Assigned task — Using the listing below, please gather every line containing the word "roof".
·····
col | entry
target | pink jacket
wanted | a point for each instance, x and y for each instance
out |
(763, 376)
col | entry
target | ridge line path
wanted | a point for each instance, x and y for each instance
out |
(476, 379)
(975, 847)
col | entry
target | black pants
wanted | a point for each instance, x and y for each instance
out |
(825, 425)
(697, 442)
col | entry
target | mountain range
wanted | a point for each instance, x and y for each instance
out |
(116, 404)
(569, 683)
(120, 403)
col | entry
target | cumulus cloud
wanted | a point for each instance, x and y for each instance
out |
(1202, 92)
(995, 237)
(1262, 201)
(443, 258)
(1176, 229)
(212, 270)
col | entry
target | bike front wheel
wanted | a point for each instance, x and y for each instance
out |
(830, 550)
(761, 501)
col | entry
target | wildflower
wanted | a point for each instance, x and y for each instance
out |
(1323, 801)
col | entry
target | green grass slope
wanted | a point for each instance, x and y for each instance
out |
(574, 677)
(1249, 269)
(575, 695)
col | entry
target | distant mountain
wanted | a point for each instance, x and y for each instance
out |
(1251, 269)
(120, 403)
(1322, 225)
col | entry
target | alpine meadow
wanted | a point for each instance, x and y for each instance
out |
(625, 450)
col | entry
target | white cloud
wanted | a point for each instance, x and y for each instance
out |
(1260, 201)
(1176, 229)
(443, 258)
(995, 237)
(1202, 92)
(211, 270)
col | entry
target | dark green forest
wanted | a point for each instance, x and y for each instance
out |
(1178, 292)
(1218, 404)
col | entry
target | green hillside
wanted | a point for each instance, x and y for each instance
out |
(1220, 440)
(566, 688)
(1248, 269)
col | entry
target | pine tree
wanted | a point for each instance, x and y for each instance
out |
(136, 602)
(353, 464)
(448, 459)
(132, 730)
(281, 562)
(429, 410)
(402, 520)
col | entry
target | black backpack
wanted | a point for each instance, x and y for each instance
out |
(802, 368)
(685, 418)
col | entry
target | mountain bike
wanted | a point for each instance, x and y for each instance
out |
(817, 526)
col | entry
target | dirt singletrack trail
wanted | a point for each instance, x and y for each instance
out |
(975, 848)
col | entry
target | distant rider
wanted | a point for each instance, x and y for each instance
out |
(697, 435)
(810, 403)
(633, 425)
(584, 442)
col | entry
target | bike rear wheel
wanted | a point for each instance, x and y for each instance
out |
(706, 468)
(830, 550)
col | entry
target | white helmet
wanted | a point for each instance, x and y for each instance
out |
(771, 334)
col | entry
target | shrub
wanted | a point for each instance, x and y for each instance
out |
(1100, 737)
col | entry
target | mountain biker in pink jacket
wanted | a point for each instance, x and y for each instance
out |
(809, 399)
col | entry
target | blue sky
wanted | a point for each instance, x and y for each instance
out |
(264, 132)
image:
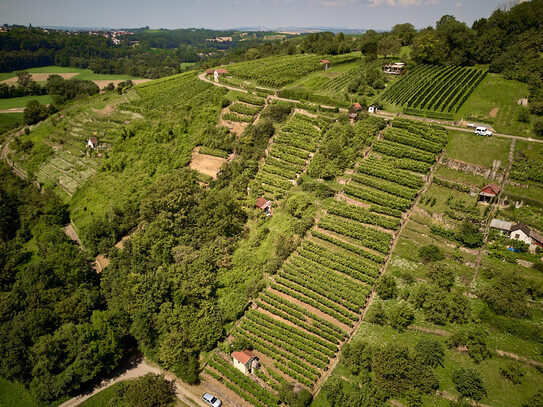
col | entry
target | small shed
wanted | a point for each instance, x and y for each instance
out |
(264, 205)
(246, 361)
(488, 192)
(397, 68)
(219, 71)
(501, 225)
(537, 239)
(92, 143)
(521, 232)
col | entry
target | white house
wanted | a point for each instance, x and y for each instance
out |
(246, 361)
(521, 232)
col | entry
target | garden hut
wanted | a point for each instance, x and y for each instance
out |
(264, 205)
(396, 68)
(488, 192)
(246, 361)
(92, 142)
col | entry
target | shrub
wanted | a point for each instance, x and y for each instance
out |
(386, 287)
(430, 253)
(469, 383)
(401, 315)
(513, 372)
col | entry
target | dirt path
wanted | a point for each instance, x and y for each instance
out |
(490, 216)
(182, 391)
(13, 110)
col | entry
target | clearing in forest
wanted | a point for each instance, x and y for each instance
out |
(206, 164)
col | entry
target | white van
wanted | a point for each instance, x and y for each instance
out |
(483, 131)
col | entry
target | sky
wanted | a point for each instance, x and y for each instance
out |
(220, 14)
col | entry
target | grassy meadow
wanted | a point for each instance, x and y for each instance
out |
(494, 102)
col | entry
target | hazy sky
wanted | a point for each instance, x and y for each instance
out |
(377, 14)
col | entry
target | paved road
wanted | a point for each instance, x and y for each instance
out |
(386, 116)
(182, 391)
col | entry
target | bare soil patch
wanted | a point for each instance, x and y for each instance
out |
(103, 83)
(41, 77)
(206, 164)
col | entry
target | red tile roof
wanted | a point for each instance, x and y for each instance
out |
(492, 187)
(219, 71)
(261, 202)
(244, 356)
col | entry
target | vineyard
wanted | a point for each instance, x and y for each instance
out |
(434, 91)
(279, 71)
(289, 154)
(311, 306)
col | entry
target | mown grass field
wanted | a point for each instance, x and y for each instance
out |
(494, 101)
(15, 395)
(13, 103)
(85, 74)
(478, 150)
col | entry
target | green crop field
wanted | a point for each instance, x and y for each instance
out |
(434, 91)
(15, 395)
(13, 103)
(478, 150)
(495, 101)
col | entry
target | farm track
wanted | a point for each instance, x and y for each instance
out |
(384, 115)
(491, 214)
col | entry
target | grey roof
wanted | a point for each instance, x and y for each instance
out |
(501, 224)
·····
Worked solution —
target | red tile roof
target | grey roof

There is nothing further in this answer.